▶ [Task requirements] Copy every line of the listing below word for word, without changing anything.

▶ [Dataset rows showing where objects appear]
——
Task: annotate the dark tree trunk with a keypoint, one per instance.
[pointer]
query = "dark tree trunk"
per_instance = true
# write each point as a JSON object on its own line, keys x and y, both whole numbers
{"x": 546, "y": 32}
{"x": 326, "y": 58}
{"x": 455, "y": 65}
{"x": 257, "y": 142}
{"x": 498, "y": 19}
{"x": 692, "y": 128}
——
▶ [Task solution]
Task: annotate the dark tree trunk with a keypoint, one per instance.
[pointer]
query = "dark tree trunk"
per_instance = true
# write each point as a JSON object on its own line, keys x and y, both whole numbers
{"x": 546, "y": 32}
{"x": 326, "y": 58}
{"x": 455, "y": 65}
{"x": 257, "y": 142}
{"x": 498, "y": 19}
{"x": 692, "y": 128}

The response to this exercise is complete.